[start of PROVIDED MATERIAL]
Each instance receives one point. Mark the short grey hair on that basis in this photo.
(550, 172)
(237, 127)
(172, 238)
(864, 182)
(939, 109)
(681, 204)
[end of PROVIDED MATERIAL]
Rewrite the listing above with "grey" changed to "silver" and every other part left intact.

◆ **SOLUTION TO THIS EXERCISE**:
Each instance receives one point. Mark the short silver hair on that basis in this photo.
(550, 172)
(237, 127)
(172, 238)
(864, 182)
(939, 109)
(681, 204)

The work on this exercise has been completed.